_PAGE EXCERPT:_
##############################

YANGON, Myanmar -- Myanmar's military regime allowed in the first major international aid shipment yesterday, but it snubbed a U.S. offer to help victims of last weekend's cyclone.
Four airplanes carrying high-energy biscuits, medicine and other supplies reached Yangon, U.N. officials said. Two of four U.N. experts who flew in to assess the damage were turned back at the airport for unknown reasons, said John Holmes, the U.N. relief coordinator.
Five days after the storm, the junta continued to stall on visas for U.N. teams and other foreign aid workers eager to deliver food, water and medicine to survivors amid fears the death toll could hit 100,000.
Many potential donors fear that aid sent without any oversight from outside only will wind up in the hands of the army.
Among those stranded in Thailand were 10 members of the USAID Disaster Assistance Response Team. Air Force transport planes and helicopters packed with supplies also waited there.

##############################

_TASKS AND EXERCISES:_
1 – Answer these about the Myanmar aid article:
(a) How many airplanes carrying supplies reached Yangon?
(b) How many U.N. experts were turned back at the airport?
(c) How many members of the USAID Disaster Assistance Response Team were stranded in Thailand?
2 – Please extract the Myanmar aid article's text between "YANGON, Myanmar -- Myanmar's" and "last weekend's cyclone.", inclusive.
Use only the Myanmar aid article to answer.

##############################

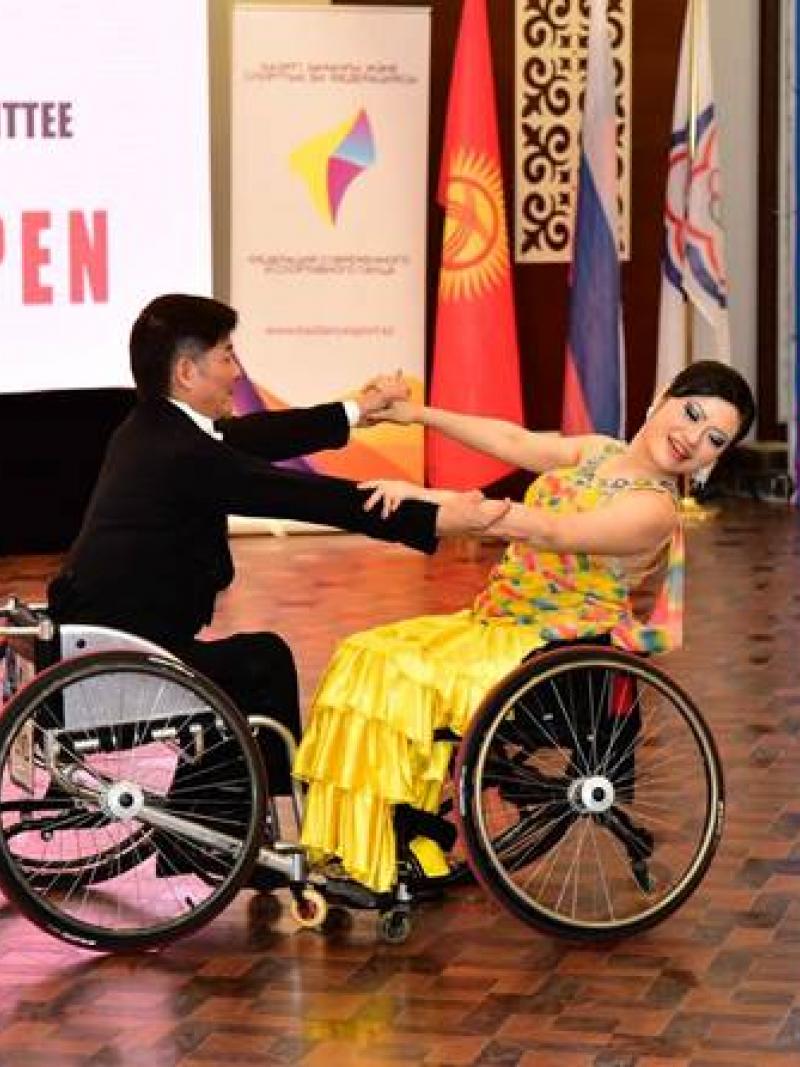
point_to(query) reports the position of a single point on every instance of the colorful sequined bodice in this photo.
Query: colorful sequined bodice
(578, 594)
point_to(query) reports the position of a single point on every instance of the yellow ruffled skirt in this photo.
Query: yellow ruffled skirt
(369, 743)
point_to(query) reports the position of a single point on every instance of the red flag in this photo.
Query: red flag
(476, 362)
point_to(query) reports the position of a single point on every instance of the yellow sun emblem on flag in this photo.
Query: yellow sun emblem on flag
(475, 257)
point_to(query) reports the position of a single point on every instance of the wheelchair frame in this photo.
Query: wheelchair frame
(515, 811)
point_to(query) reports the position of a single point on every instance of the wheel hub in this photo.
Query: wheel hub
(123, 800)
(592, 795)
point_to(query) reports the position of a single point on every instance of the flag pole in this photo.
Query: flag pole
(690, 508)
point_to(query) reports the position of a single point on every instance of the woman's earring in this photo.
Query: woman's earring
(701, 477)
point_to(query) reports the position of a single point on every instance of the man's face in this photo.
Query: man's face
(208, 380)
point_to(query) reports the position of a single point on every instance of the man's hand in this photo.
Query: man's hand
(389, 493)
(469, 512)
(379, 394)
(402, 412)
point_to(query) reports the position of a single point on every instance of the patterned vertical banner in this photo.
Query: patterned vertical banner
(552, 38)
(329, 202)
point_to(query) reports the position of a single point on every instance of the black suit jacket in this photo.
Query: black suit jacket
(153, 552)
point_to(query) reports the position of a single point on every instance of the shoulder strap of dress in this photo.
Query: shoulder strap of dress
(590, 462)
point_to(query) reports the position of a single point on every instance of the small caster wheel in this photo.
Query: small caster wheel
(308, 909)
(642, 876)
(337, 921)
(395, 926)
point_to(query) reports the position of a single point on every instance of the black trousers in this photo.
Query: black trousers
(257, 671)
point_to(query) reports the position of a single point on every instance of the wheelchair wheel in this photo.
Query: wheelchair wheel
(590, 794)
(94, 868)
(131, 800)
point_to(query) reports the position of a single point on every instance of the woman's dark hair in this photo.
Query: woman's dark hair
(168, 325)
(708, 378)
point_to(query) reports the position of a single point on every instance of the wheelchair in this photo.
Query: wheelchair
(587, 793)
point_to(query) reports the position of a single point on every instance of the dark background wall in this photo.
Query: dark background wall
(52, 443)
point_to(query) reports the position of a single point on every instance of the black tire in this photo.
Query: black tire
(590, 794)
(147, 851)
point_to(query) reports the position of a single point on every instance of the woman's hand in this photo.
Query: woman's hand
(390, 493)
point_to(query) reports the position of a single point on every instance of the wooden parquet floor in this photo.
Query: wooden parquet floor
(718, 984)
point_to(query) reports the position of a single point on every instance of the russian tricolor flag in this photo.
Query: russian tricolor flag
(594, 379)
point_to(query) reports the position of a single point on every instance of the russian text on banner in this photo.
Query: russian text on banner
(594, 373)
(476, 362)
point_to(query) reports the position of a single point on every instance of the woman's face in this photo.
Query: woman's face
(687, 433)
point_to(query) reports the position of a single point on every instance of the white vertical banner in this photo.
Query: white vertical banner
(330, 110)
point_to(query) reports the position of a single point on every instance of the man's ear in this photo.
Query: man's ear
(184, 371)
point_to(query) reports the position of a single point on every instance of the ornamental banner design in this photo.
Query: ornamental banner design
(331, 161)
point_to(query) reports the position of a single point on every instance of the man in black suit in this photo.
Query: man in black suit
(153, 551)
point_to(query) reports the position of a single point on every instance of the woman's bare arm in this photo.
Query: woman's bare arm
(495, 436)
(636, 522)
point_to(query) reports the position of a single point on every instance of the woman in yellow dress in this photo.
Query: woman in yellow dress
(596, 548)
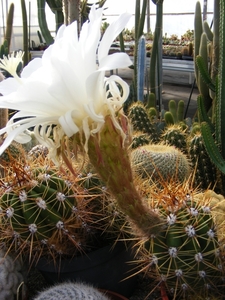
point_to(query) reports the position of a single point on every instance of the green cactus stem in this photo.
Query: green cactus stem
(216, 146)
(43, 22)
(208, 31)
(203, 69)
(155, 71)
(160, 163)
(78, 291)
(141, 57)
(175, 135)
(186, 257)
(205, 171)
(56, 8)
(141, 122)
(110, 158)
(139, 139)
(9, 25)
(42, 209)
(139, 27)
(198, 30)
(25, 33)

##############################

_RESPONSES PER TASK:_
1 –
(a) Four
(b) Two
(c) 10

2 –
YANGON, Myanmar -- Myanmar's military regime allowed in the first major international aid shipment yesterday, but it snubbed a U.S. offer to help victims of last weekend's cyclone.